------ Data excerpts
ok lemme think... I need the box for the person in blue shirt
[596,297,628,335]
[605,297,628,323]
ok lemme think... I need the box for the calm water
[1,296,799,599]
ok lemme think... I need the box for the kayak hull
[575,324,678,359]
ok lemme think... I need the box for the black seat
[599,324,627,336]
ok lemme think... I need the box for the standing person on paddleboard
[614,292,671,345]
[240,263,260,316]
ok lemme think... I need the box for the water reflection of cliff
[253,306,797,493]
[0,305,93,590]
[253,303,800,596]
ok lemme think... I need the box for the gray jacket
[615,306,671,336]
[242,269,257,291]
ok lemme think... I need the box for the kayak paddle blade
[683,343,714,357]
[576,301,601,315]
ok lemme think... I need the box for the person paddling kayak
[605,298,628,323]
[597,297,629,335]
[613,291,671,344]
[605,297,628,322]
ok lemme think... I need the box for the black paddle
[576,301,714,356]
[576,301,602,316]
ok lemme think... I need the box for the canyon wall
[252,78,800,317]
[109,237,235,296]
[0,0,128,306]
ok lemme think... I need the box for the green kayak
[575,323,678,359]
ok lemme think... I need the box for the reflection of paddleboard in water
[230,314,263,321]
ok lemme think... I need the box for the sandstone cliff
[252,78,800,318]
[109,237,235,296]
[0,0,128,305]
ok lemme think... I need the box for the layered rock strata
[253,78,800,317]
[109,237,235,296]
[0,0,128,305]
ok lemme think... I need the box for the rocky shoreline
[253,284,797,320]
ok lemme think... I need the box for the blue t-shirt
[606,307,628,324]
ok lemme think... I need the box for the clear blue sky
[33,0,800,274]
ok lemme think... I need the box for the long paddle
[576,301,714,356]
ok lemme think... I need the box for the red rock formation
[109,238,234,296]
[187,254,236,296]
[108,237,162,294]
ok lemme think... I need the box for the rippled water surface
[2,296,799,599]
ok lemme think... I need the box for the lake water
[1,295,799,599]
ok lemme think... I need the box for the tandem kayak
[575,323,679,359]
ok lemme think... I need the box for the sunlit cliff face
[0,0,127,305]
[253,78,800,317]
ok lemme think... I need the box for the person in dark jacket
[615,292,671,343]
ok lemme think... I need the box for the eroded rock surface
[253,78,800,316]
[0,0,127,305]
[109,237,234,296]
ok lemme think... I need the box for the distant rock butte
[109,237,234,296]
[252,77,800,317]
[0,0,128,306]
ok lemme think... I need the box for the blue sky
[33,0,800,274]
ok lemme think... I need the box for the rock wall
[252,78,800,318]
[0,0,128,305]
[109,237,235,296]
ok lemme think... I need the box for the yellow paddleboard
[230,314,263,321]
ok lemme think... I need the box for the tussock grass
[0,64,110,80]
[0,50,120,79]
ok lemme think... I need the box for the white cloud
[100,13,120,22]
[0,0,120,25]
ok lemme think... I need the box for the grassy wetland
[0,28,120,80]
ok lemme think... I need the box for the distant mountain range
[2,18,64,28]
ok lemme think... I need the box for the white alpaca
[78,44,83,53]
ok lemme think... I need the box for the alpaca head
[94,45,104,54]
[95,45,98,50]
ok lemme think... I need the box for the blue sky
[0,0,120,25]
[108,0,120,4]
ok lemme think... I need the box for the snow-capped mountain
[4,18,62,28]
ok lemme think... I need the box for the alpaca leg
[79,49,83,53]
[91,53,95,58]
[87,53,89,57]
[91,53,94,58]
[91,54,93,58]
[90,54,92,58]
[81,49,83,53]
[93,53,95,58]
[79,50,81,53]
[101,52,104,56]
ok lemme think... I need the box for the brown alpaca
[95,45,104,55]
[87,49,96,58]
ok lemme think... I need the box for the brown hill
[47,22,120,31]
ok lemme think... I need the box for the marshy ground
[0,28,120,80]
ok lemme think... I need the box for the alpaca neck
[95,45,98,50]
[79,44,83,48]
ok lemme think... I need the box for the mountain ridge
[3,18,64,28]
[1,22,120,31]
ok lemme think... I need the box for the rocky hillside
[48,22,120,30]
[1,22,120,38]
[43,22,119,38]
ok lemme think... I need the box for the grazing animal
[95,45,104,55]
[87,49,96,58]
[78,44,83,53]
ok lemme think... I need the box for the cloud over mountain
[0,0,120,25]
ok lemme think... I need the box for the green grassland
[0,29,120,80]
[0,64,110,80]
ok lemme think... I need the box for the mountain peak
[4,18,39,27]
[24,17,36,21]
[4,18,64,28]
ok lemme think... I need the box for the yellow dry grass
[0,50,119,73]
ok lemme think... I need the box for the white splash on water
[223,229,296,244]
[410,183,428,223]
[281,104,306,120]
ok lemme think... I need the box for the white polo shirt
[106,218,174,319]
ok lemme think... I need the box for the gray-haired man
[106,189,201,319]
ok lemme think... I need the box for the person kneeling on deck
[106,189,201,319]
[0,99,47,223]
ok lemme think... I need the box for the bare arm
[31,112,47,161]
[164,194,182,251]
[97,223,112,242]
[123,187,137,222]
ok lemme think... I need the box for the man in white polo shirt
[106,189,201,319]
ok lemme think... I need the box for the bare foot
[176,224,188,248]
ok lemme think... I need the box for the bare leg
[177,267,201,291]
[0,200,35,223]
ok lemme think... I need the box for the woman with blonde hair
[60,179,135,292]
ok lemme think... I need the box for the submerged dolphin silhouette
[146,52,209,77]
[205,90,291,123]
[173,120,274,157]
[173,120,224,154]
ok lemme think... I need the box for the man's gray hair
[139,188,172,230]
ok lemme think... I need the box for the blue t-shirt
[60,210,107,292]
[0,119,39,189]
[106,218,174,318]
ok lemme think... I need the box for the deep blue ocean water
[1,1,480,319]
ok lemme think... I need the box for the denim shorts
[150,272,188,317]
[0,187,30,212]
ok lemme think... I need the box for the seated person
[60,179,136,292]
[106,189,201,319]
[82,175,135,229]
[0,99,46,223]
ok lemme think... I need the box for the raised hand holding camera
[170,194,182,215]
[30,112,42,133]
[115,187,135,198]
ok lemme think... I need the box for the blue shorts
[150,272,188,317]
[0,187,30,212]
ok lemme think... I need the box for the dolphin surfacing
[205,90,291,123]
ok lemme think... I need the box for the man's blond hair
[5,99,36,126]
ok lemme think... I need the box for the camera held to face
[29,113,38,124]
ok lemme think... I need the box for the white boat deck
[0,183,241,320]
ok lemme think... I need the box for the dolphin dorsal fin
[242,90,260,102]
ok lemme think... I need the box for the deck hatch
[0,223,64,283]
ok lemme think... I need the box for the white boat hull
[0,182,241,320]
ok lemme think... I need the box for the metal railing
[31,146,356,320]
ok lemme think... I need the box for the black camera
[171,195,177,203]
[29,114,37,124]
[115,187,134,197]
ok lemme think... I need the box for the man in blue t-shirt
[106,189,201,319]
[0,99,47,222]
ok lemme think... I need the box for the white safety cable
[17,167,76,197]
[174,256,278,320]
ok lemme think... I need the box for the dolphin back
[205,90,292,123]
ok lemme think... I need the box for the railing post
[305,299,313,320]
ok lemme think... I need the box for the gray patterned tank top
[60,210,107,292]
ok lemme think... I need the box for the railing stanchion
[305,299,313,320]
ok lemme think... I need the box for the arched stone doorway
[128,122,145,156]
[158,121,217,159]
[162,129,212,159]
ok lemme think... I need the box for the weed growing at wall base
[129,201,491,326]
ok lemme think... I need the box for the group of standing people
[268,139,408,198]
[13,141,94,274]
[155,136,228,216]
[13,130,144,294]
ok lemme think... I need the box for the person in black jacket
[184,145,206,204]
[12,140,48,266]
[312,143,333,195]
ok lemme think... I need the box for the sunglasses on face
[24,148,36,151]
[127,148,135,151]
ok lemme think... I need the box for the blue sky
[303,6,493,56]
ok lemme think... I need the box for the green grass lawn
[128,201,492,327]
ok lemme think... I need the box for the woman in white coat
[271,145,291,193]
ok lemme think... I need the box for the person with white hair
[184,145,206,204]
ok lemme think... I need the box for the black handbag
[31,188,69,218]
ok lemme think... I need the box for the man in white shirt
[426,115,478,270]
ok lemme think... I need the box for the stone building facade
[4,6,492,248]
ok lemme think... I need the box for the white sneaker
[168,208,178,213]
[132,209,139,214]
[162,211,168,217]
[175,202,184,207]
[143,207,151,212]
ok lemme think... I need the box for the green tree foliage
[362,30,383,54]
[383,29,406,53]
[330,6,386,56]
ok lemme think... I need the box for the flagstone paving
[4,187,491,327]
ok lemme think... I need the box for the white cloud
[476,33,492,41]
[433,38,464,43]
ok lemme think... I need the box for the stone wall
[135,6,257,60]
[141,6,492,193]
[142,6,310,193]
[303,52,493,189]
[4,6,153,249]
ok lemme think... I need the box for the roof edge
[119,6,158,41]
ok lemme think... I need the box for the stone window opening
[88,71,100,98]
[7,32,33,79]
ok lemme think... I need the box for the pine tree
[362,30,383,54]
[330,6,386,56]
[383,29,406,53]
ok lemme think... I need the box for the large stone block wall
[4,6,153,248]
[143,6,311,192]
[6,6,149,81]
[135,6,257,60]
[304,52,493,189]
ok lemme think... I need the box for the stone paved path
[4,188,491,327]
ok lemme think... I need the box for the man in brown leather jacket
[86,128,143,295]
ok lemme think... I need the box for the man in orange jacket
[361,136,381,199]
------------
§ **Directions for this task**:
Only exact copies of the lines from the one containing "ok lemme think... I need the box for the stone paved" to the end of the records belong in the answer.

§ **Exercise response**:
ok lemme think... I need the box for the stone paved path
[4,188,491,327]
ok lemme think... I need the box for the man in brown leather jacket
[86,128,143,295]
ok lemme think... I need the box for the man in orange jacket
[361,136,381,199]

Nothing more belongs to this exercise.